Dataset items

——

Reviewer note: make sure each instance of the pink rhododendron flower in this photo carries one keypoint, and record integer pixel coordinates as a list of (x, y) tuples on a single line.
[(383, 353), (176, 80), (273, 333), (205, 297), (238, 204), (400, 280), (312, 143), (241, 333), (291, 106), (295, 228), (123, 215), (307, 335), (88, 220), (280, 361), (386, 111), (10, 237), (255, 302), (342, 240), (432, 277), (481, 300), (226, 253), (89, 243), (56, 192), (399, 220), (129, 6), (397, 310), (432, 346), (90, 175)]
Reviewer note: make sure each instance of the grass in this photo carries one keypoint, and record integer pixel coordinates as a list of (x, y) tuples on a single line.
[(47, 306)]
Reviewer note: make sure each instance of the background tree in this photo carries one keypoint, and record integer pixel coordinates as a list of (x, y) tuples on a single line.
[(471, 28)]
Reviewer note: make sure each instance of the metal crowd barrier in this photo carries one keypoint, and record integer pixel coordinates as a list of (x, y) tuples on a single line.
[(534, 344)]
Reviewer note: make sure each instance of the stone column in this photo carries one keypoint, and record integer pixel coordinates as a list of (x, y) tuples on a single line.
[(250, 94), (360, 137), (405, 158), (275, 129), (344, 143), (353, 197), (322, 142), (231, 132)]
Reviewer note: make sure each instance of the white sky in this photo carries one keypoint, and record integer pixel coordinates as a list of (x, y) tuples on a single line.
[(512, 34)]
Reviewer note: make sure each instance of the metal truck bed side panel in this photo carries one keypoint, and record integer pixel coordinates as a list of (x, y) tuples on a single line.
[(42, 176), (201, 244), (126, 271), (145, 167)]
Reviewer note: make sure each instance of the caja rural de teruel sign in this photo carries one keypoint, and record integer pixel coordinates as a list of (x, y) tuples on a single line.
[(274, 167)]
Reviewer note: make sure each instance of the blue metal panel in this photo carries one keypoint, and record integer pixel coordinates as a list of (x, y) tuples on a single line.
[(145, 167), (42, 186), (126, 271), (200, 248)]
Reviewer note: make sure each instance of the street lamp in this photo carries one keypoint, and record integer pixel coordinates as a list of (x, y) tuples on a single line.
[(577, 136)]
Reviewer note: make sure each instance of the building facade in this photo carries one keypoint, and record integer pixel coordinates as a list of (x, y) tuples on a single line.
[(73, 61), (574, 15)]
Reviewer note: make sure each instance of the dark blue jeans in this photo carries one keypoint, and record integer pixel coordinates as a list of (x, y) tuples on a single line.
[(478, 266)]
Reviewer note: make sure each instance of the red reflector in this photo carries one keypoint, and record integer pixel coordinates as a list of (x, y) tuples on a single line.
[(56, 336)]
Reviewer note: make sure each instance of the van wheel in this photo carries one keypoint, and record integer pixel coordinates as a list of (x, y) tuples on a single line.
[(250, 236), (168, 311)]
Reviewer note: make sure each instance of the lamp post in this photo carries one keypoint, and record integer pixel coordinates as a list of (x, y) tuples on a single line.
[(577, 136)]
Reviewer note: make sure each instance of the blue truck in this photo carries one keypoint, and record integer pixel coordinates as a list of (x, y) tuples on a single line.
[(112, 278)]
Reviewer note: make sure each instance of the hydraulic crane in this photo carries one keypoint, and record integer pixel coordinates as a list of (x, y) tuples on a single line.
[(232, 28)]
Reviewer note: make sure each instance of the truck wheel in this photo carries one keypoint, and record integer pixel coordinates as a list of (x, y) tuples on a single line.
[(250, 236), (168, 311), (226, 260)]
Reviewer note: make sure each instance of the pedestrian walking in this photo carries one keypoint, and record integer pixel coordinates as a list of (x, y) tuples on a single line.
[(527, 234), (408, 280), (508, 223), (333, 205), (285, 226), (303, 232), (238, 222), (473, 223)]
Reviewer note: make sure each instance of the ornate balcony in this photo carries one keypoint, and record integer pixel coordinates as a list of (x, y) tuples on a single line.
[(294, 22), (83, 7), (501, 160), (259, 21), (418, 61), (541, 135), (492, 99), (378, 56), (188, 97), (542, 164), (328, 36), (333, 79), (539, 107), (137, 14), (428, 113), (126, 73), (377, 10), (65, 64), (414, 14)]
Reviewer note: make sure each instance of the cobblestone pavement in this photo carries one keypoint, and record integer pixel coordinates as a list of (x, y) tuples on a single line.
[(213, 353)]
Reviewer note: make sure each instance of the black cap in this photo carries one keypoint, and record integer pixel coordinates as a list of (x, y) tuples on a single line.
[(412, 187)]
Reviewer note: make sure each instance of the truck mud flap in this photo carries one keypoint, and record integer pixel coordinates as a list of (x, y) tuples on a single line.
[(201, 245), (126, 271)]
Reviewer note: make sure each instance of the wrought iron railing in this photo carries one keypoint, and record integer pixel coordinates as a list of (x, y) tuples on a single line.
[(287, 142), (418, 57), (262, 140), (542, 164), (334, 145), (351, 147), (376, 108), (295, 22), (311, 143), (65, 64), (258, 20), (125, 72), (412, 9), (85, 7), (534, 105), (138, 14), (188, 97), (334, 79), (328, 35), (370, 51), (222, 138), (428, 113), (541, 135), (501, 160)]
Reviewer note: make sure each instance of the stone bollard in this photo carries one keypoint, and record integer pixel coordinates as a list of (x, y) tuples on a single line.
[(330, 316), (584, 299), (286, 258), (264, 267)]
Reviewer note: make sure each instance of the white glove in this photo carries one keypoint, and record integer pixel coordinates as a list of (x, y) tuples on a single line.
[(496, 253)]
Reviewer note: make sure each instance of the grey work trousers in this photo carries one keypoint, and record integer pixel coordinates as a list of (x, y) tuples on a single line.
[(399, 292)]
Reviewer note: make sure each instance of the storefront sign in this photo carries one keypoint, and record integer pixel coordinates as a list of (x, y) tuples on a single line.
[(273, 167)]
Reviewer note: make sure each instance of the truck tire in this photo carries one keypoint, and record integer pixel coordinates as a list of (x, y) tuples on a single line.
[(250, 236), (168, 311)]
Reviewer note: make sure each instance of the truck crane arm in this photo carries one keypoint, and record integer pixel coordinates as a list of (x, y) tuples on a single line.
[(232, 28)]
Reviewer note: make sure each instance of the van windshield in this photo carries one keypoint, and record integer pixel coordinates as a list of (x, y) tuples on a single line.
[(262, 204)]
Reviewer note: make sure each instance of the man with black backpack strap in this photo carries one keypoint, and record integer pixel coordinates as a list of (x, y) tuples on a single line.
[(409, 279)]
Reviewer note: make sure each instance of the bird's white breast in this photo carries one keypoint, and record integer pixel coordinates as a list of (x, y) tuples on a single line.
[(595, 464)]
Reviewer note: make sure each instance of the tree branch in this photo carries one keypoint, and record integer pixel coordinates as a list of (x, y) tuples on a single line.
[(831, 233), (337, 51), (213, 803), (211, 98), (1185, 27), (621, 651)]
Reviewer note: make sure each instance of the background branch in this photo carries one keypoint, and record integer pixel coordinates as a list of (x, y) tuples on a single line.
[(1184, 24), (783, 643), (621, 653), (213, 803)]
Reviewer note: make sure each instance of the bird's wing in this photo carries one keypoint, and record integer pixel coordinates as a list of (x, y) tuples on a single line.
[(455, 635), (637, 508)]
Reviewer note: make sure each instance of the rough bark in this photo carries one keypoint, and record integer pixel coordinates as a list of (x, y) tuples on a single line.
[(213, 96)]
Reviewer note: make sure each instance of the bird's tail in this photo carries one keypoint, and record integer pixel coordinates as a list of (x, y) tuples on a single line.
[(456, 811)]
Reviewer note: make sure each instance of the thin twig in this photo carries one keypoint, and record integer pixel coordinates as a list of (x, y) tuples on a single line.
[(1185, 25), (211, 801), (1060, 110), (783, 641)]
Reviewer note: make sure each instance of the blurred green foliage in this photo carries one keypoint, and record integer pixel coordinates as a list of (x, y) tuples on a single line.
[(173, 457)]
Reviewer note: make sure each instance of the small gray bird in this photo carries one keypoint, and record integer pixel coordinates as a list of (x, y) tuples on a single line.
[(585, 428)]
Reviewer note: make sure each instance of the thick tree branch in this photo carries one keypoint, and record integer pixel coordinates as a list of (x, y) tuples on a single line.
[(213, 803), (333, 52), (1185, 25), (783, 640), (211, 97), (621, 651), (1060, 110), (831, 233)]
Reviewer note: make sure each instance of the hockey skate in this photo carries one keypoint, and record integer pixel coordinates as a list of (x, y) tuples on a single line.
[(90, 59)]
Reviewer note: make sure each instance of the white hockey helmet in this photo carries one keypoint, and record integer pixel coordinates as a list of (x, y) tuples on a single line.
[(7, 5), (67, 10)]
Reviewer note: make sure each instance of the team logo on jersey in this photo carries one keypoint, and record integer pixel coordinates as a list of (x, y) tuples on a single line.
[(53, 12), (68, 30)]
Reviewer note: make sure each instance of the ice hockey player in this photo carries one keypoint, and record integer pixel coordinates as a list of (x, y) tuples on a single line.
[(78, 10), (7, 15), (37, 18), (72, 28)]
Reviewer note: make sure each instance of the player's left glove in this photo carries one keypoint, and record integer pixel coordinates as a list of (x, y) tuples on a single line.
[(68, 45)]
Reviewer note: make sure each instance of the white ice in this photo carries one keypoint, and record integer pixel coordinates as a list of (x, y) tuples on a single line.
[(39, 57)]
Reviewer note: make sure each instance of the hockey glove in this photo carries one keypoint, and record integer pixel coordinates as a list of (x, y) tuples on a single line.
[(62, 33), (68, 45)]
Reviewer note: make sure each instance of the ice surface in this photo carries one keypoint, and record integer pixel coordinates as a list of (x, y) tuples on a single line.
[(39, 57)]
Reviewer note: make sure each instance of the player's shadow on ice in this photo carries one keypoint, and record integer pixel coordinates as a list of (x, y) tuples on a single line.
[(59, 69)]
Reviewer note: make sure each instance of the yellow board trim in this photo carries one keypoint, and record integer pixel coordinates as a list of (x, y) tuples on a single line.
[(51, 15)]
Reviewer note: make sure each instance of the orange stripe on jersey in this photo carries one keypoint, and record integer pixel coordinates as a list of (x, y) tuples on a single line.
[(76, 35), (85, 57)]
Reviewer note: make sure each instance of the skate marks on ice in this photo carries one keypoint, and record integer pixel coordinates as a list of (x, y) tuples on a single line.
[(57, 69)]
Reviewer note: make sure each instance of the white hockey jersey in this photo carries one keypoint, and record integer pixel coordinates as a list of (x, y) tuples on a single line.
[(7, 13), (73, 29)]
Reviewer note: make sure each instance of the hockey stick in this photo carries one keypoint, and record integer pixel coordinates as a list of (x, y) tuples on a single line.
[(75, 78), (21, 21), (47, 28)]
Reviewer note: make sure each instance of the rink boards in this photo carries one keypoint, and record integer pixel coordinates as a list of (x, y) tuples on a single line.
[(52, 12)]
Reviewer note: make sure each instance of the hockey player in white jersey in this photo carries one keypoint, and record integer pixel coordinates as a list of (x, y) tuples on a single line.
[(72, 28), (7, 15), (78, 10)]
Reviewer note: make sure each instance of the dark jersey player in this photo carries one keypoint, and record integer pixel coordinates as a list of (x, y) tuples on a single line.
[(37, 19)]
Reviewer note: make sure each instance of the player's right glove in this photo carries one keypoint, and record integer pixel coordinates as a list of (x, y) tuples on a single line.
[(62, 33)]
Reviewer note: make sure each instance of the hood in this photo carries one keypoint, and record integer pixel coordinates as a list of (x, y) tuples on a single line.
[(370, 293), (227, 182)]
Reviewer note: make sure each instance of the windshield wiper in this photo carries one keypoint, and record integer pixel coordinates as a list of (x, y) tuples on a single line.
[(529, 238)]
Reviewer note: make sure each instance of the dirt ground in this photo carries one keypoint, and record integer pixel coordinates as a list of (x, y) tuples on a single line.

——

__TASK INSTRUCTIONS__:
Print the rows starting at the line containing "Reviewer note: make sure each instance of the van windshield" and ending at the line containing "[(456, 811)]", both included, with every line reproduced exactly.

__COMPLETED TASK__:
Reviewer note: make sure each instance of the van windshield in this photo carries one keypoint, and record integer pixel coordinates as a list of (x, y) tuples on a single line.
[(262, 204)]
Reviewer note: make sure each instance of the man with black backpack strap in this photo carries one keypoint, and record integer pixel coordinates as a list of (x, y) tuples on a single line.
[(409, 279)]
Reviewer note: make sure each instance of the bird's white breast in this photo carries one keypoint, and record integer pixel coordinates as a list of (x, y) tuples on a single line.
[(595, 464)]
Reviewer note: make sure each instance of the tree branch in this photo carries one keypoint, and record integer pixel coordinates as a list of (x, y) tuples on a single line.
[(831, 233), (337, 51), (213, 803), (211, 98), (1185, 27), (621, 651)]
Reviewer note: make sure each instance of the background branch in this photo carries one keypoint, and record integer pixel coordinates as a list of (x, y) tuples on a single line.
[(1184, 24), (783, 643), (621, 653), (213, 803)]
Reviewer note: make sure each instance of the bird's wing in this photo carries one keypoint, and record integer pixel coordinates as a list of (x, y) tuples on a single line.
[(455, 635), (637, 508)]
Reviewer note: make sure each instance of the rough bark in this photo carries one keypoint, and record integer pixel coordinates as a list of (x, y) tuples on a single line.
[(213, 96)]
Reviewer note: make sure each instance of the bird's tail in this photo carries one keypoint, and record integer pixel coordinates as a list of (x, y) tuples on a single line.
[(456, 811)]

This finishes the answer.